What you are asked to do:
Copy the items below word for word, starting at the line that contains "If you could point to the blue" and continuing through the last item.

Dataset rows:
□ □ □

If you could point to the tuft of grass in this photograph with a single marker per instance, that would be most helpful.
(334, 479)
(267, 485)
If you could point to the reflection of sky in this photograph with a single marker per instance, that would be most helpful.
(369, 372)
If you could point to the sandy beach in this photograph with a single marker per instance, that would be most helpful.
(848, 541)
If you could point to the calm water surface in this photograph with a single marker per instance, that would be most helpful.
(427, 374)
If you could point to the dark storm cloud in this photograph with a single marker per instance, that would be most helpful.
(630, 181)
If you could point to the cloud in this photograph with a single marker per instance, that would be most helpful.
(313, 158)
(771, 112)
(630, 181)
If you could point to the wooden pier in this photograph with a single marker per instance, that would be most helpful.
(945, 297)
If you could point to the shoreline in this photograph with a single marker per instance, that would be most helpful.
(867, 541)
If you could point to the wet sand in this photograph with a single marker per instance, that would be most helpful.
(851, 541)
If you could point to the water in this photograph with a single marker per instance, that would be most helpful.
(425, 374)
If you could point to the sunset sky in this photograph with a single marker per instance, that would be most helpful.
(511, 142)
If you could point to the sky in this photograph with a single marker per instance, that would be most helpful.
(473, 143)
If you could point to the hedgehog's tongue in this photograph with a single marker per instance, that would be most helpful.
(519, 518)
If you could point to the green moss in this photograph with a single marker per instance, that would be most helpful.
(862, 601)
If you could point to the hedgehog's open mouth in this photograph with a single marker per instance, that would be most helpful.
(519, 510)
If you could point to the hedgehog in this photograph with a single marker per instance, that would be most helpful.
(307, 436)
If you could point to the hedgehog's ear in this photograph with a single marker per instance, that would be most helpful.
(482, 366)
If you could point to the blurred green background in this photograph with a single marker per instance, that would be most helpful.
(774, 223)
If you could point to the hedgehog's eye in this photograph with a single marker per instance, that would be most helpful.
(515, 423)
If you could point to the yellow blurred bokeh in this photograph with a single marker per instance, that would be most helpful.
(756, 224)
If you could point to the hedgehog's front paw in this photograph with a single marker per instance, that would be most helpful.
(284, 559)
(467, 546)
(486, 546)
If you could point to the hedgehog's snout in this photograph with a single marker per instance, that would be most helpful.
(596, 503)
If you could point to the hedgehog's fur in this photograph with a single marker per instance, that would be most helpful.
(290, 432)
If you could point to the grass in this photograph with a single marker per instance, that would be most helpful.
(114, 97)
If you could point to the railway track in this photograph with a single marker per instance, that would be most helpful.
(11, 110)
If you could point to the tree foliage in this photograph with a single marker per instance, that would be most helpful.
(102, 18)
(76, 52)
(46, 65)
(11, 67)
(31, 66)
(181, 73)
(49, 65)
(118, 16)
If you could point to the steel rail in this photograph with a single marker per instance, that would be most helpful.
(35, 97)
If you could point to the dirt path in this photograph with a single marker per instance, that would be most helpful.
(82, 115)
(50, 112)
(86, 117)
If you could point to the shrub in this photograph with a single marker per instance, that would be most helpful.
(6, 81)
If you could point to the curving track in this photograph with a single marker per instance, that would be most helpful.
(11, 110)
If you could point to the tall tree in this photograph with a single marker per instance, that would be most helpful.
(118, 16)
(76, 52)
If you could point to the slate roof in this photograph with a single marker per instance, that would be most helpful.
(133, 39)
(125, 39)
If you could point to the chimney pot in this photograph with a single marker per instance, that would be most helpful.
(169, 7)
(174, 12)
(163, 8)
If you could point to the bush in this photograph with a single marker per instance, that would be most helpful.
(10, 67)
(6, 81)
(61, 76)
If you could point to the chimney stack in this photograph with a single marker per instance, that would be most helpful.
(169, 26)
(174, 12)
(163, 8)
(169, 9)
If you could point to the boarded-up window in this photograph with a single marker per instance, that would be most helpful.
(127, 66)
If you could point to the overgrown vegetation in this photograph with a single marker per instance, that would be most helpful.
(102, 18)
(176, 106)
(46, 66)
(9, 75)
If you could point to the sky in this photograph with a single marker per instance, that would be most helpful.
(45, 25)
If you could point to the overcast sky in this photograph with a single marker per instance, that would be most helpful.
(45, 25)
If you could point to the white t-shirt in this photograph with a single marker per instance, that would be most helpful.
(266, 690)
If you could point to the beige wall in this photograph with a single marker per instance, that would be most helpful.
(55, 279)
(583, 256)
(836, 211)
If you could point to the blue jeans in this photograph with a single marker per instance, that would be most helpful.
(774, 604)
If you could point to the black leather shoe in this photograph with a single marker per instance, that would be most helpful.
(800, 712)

□ □ □

Exercise output:
If you could point to the blue jeans in this photograph with a single marker per instance, that would be most helpful.
(774, 604)
If you could point to the black leather shoe in this photograph with a single marker per instance, that would be most helpful.
(800, 712)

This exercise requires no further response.